**TEXT PROVIDED:**
....
All the participant recordings, captured as 48 kHz mono WAV files, were listened to in real time and manually segmented to mark the time points at the exact onset and offset of vocal responses to each of the 13 questions of Table 15. Commercial vocal analysis software was utilized to aid segmentation by isolating only voiced parts of the recordings during manual segmentation. The mean response length of each vocal measurement was 0.55 seconds (SD=0.45) and consisted primarily of one-word responses (e.g., “yes,” “no”). All the vocal recordings where then resampled to 11.025 kHz and normalized to each recording's peak amplitude. Vocal measurements used in this study were then calculated using the phonetics software Praat.
Previous research has found that people speak with a higher pitch and with more variation in pitch or fundamental frequency when under increased stress or arousal. However, there are many other factors that can contribute to variation in pitch. For instance, the words spoken can strongly influence the average pitch of an utterance because different phonemes or vowels emphasize higher or lower pitches. There is also variation between people who have different resonance characteristics, accents, language proficiency, gender, and intonation.
Pitch, the primary dependent measure of this study, was calculated using the auto-correlation method. The harmonics-to-noise ratio was calculated to serve as an indicator of voice quality. Originally intended to measure speech pathology, the harmonic-to-noise ratio is included to account for the unique speaking characteristics of different participants (measured in decibels with larger values reflecting higher quality). Vocal Intensity was calculated to partially control for the influence of different words and vowels. Vowels that require more open mouth and are used in words such as “saw” and “dog” result in an increase of 10 dB over the words “we” and “see”. Humans perceive a 10 dB increase in intensity as a volume four times as loud. The third and fourth formants were calculated and reflect the average energy in the upper frequency range reflecting specific vowel usage in speech. The fourth formant is regarded as an indicator of head size. In order to correct the third formant for the unique resonance characteristics of different speakers, it was divided by the fourth formant. This ratio of third to fourth formant was included to account for the effect high-frequency vowels have on overall pitch. In addition to the vocal measures, the participants' gender and whether they were born in the United States, spoke English as the first language, answered a stressful question, or lied were included. All the selected measures used in this study were meant to be representative of the dearth of individual differences variables that a SPECIES agent would have at an airport or border screen environment.
....
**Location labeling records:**
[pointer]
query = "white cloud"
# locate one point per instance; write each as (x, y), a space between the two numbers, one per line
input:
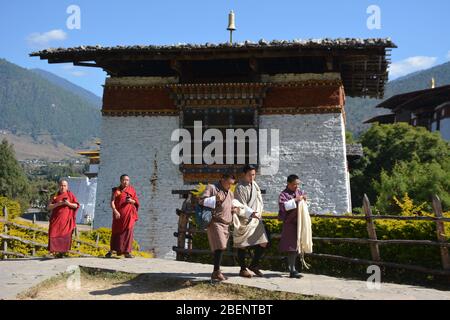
(410, 65)
(43, 39)
(78, 73)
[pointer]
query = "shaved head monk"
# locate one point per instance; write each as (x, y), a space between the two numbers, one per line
(124, 205)
(63, 207)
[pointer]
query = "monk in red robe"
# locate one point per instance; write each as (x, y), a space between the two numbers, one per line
(63, 206)
(125, 205)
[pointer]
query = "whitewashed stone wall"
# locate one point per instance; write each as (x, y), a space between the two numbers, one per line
(313, 147)
(141, 147)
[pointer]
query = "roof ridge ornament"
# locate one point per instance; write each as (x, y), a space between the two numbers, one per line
(231, 25)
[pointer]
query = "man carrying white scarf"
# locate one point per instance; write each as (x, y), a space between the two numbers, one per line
(249, 231)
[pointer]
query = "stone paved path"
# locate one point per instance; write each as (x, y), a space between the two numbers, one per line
(19, 275)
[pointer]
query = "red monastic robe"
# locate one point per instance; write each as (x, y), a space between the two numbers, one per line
(122, 228)
(62, 223)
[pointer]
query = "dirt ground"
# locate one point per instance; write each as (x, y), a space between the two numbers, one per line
(122, 286)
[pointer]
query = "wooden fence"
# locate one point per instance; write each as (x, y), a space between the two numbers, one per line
(33, 244)
(186, 232)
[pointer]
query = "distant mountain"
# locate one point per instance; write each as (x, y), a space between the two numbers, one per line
(94, 99)
(359, 110)
(32, 105)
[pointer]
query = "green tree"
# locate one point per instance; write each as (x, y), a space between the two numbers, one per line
(13, 181)
(419, 180)
(392, 150)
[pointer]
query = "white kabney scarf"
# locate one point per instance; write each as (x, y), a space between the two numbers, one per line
(304, 232)
(240, 234)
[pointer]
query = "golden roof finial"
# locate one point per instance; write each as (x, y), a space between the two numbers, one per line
(231, 25)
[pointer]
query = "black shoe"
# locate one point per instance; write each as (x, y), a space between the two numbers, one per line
(295, 275)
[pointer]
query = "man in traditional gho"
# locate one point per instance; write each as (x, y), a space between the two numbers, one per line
(125, 205)
(219, 198)
(288, 202)
(63, 206)
(249, 231)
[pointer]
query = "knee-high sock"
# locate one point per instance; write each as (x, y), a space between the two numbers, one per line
(292, 257)
(217, 259)
(242, 253)
(259, 251)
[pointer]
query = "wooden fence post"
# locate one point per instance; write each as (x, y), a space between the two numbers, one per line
(440, 230)
(182, 228)
(374, 249)
(33, 250)
(5, 230)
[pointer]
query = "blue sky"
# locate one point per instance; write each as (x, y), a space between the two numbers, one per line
(420, 28)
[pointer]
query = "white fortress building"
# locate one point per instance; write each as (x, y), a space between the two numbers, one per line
(295, 87)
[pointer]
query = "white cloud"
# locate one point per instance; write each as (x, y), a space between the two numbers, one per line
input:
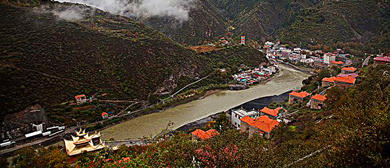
(178, 9)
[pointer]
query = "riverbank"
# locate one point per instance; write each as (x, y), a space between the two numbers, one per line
(308, 71)
(152, 124)
(256, 104)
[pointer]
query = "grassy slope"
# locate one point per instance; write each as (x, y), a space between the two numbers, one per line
(343, 21)
(357, 134)
(45, 60)
(206, 22)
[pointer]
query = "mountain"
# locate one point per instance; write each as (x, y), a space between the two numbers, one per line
(49, 54)
(205, 22)
(47, 60)
(304, 22)
(339, 21)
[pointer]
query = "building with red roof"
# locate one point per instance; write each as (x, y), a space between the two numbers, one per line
(295, 97)
(317, 101)
(80, 99)
(271, 112)
(104, 115)
(336, 63)
(204, 135)
(354, 75)
(340, 80)
(348, 70)
(328, 81)
(262, 125)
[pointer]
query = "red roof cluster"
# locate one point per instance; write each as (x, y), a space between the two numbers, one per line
(263, 123)
(350, 69)
(383, 59)
(346, 79)
(299, 94)
(319, 97)
(272, 112)
(79, 96)
(204, 135)
(337, 62)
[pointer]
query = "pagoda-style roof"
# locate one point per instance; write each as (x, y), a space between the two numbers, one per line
(74, 147)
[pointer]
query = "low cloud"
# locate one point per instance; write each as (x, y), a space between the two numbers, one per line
(70, 14)
(178, 9)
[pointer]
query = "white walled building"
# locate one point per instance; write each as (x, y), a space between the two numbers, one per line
(328, 57)
(240, 113)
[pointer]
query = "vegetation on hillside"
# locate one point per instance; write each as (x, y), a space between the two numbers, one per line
(47, 60)
(352, 131)
(357, 25)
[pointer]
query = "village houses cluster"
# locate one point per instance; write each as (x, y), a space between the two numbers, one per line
(313, 59)
(256, 75)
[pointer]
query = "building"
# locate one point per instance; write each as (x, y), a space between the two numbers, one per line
(317, 101)
(262, 125)
(243, 40)
(295, 97)
(348, 70)
(381, 60)
(199, 134)
(273, 113)
(83, 142)
(328, 81)
(354, 75)
(104, 115)
(329, 57)
(22, 123)
(80, 99)
(343, 81)
(239, 113)
(336, 63)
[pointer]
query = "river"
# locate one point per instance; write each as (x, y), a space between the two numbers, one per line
(152, 124)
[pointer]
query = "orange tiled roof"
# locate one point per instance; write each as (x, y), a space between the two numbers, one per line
(272, 112)
(337, 62)
(205, 135)
(319, 97)
(79, 96)
(263, 123)
(300, 94)
(104, 113)
(331, 79)
(351, 69)
(247, 119)
(347, 79)
(212, 133)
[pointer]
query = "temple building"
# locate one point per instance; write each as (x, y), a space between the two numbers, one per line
(295, 97)
(317, 102)
(199, 134)
(83, 142)
(262, 126)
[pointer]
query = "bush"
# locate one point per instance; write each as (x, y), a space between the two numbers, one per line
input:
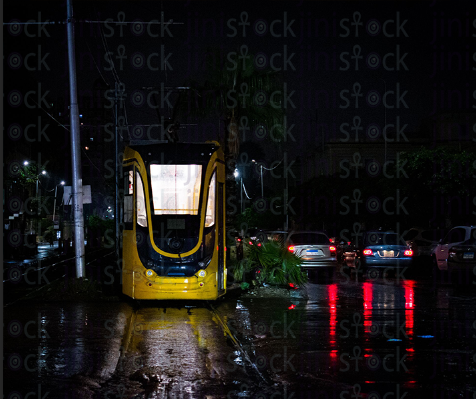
(275, 264)
(240, 268)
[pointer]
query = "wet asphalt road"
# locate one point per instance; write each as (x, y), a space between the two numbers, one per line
(354, 337)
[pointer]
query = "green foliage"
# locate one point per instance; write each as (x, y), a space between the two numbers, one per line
(443, 170)
(239, 268)
(276, 265)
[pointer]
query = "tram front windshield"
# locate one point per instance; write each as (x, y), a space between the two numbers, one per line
(176, 189)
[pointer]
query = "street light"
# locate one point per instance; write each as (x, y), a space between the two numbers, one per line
(241, 191)
(385, 121)
(54, 206)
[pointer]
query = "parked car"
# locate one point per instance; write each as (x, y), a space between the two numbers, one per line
(315, 250)
(382, 249)
(457, 235)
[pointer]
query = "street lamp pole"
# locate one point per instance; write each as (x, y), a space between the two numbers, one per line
(54, 206)
(262, 191)
(385, 121)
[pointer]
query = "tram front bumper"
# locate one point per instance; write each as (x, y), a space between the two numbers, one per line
(176, 287)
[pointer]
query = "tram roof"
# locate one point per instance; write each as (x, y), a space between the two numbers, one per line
(181, 151)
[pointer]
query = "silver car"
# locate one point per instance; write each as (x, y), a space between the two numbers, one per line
(314, 248)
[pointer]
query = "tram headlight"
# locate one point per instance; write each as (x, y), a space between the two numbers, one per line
(205, 262)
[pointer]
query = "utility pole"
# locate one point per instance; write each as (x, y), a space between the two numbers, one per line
(116, 141)
(77, 186)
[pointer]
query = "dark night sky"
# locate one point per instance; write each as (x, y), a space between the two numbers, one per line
(428, 31)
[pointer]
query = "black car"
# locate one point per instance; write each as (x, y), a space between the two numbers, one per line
(462, 261)
(382, 249)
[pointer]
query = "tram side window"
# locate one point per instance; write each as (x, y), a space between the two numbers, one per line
(140, 202)
(128, 199)
(210, 217)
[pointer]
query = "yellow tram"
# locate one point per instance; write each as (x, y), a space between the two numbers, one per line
(173, 221)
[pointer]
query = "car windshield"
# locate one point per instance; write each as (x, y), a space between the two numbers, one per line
(309, 238)
(382, 239)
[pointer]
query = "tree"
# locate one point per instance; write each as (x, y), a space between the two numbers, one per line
(242, 96)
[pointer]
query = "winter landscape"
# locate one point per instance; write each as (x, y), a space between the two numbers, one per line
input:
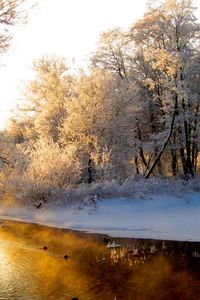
(99, 162)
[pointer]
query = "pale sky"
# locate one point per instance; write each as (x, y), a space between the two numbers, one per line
(68, 28)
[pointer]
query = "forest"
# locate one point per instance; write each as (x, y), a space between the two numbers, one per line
(134, 113)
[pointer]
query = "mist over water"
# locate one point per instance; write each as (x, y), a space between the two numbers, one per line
(38, 262)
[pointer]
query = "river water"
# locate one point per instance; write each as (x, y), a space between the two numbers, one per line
(38, 262)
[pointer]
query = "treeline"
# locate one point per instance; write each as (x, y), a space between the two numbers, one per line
(136, 112)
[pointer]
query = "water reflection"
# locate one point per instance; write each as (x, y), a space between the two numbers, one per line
(37, 262)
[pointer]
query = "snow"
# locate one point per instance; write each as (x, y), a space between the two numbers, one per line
(161, 217)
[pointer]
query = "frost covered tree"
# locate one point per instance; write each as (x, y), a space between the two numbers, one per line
(99, 123)
(12, 12)
(46, 97)
(166, 53)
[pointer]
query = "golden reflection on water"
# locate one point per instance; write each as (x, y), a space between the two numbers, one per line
(28, 271)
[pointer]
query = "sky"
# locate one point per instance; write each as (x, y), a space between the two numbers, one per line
(68, 28)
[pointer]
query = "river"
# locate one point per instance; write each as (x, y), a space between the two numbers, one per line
(43, 263)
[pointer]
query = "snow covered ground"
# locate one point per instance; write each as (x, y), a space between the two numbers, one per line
(161, 217)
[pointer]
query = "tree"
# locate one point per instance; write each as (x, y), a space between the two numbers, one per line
(46, 96)
(99, 106)
(166, 43)
(12, 12)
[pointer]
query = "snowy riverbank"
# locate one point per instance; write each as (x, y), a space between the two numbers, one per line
(161, 217)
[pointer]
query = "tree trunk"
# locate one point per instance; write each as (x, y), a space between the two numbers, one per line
(89, 168)
(167, 140)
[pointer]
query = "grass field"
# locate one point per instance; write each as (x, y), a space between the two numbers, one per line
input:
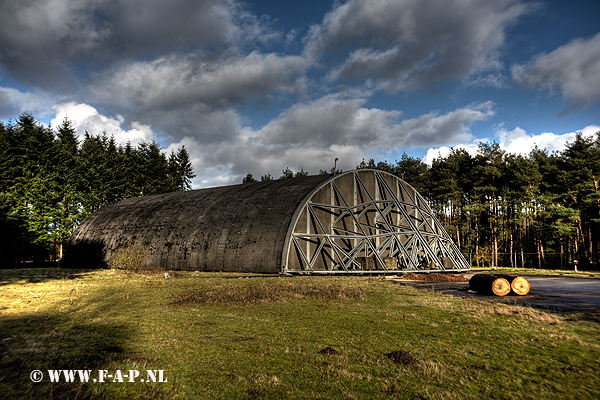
(236, 336)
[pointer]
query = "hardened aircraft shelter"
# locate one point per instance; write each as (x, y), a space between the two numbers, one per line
(362, 221)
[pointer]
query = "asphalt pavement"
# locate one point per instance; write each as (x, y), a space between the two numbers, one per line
(559, 294)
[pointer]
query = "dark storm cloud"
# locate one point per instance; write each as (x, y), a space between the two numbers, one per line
(52, 42)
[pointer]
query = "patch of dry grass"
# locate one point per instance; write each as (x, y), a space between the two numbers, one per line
(269, 292)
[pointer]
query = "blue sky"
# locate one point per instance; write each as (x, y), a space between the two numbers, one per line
(258, 86)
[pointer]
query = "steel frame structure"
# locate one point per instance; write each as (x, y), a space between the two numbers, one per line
(367, 221)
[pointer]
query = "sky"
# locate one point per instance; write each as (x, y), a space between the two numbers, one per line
(260, 86)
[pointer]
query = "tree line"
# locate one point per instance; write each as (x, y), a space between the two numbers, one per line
(49, 182)
(502, 209)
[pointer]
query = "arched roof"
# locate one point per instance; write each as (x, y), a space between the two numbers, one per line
(354, 222)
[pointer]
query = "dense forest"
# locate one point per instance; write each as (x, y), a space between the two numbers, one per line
(541, 210)
(49, 182)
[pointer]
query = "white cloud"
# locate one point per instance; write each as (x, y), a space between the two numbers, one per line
(411, 44)
(14, 102)
(573, 68)
(86, 118)
(311, 135)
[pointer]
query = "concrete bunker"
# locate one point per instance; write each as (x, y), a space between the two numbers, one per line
(362, 221)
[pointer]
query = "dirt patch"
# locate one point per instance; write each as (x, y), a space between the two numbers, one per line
(435, 277)
(402, 357)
....
**EXERCISE DIRECTIONS:**
From the passage on vocal measurements, write out word for word the part that opens with the words containing "All the participant" and closes with "phonetics software Praat.".

**OUTPUT OF THE EXERCISE:**
All the participant recordings, captured as 48 kHz mono WAV files, were listened to in real time and manually segmented to mark the time points at the exact onset and offset of vocal responses to each of the 13 questions of Table 15. Commercial vocal analysis software was utilized to aid segmentation by isolating only voiced parts of the recordings during manual segmentation. The mean response length of each vocal measurement was 0.55 seconds (SD=0.45) and consisted primarily of one-word responses (e.g., “yes,” “no”). All the vocal recordings where then resampled to 11.025 kHz and normalized to each recording's peak amplitude. Vocal measurements used in this study were then calculated using the phonetics software Praat.